**Quoted passage**

Downtime

(Matt over at Standalone Sysadmin posted a thought the other day about downtime, which coincided nicely with an explanation I ended up writing for a customer about their downtime requirements. Since I had it written up anyhow I figured I’d post it here.)

Downtime is often referred to as the number of 9’s in the percentage of availability. So four 9’s would be 99.99% available, which translates to 52.56 minutes of downtime a year (ignoring leap years). It breaks down like this:

98% is 10512 minutes of downtime.
99% is 5256 minutes of downtime.
99.9% is 525.6 minutes of downtime.
99.99% is 52.56 minutes of downtime.
99.999% is 5.26 minutes of downtime.

By default all customers want five 9’s or better. “We can never be down,” they’ll say. What they don’t understand is how expensive it gets to actually deliver that sort of uptime. It goes something like this:

Everything up to three 9’s (99.9%) is very possible with a single server, on a single network switch, etc. In fact, my home computers are more than 99.9% available. With a good hardware warranty three 9’s is no big deal. Or with virtual machines, where you could take a snapshot, do your work, and have time to revert everything if there are problems.

Once you get to four 9’s you start thinking about redundancy. You might build two servers and use some simple failover, often manual, to keep service outages to a minimum. Maybe you’ll just move a service IP around between two machines, or get a single load-balancing switch. Life still isn’t too bad because you can get a lot done in 53 minutes a year if you use your head.

Five nines gets much harder, because, frankly, there isn’t a lot you can accomplish in 5 minutes. It isn’t enough to have simple, manual failover for planned maintenance. You need to detect failures and route around them quickly, and have lots of redundancy so that failures you can’t actively route around don’t take your service out. So you need a load-balancing network switch, a proxy of some sort, or much more complex clustering software (for databases, as an example). If you get a load-balancing switch you’ll need two so it doesn’t become the single point of failure.

You’ll need N+1 servers behind those switches to cover the load, and each will need multiple NICs attached to multiple network switches. Ditto for storage if it’s external. You’ll need a generator in case the power goes out, and multiple ISP uplinks in case one ISP has trouble. Maybe even two physical locations. You’ll need someone monitoring the system, who is on call to fix things right away. Which also means you’ll need a good monitoring system. You’ll need training to operate all of this new software or hardware, or expensive consultants to set it up. On top of it all you’ll probably want to order everything twice, so you can build an identical test environment to vet changes, software updates, etc.

See how it gets very complex, and simultaneously very expensive, very quickly?

Being realistic about one’s downtime ends up saving vast quantities of cash, time, and effort.

9 thoughts on “Downtime”

  1. Bob,

    Thanks a lot for the link, and for covering this topic. I don’t have any experience at all when it comes to actually calculating the amount of uptime a system is capable of.

    Do you perform these sorts of calculations for your infrastructure?

  2. When we build a system we do some work to build it out for the uptime we need, and we know what the maintenance needs of our network and SAN are so we can plan for them. In fact, we pre-schedule those outages a year in advance so everybody can see them.

**Data lines**
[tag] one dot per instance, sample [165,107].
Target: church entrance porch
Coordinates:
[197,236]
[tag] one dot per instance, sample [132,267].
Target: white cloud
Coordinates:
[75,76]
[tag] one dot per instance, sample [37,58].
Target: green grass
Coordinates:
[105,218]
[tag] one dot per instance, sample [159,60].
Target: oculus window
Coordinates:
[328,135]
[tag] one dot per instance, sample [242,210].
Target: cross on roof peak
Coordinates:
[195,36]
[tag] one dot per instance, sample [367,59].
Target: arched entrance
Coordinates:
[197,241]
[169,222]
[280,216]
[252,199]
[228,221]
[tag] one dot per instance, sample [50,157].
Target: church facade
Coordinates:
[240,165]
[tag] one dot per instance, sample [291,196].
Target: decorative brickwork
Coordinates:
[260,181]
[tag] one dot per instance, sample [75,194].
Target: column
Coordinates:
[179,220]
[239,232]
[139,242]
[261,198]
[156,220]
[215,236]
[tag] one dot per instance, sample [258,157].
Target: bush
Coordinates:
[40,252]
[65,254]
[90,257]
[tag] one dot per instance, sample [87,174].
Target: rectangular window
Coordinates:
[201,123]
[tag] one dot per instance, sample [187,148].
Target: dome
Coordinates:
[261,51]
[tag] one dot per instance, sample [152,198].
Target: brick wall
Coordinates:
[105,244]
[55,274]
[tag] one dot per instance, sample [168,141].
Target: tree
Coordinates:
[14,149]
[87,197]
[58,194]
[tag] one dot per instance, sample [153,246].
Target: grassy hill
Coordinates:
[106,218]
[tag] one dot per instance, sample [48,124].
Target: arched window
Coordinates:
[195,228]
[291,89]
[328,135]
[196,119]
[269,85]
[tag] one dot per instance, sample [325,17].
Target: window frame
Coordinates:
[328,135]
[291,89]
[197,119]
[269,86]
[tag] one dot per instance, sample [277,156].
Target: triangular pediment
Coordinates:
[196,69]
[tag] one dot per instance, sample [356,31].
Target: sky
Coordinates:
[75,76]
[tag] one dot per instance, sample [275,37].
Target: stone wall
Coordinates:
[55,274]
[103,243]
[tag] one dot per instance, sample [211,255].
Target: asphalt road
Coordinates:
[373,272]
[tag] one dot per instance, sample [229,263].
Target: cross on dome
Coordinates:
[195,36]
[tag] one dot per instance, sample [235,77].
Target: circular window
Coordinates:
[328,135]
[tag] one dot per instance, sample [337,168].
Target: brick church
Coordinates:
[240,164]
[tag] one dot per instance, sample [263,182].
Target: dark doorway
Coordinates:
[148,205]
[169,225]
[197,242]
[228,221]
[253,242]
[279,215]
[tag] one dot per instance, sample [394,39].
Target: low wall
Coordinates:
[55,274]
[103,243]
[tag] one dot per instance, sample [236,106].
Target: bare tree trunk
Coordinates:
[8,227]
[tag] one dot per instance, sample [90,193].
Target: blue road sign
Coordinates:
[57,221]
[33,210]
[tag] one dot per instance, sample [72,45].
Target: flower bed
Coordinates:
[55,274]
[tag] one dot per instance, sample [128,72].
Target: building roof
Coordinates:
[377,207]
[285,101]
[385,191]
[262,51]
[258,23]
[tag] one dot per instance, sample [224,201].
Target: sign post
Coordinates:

**Task**
Give back, word for word, the part of the downtime post between "99% is 5256" and "there are problems.", inclusive. The lines above stand apart from the downtime post.

**Response**
99% is 5256 minutes of downtime.
99.9% is 525.6 minutes of downtime.
99.99% is 52.56 minutes of downtime.
99.999% is 5.26 minutes of downtime.

By default all customers want five 9’s or better. “We can never be down,” they’ll say. What they don’t understand is how expensive it gets to actually deliver that sort of uptime. It goes something like this:

Everything up to three 9’s (99.9%) is very possible with a single server, on a single network switch, etc. In fact, my home computers are more than 99.9% available. With a good hardware warranty three 9’s is no big deal. Or with virtual machines, where you could take a snapshot, do your work, and have time to revert everything if there are problems.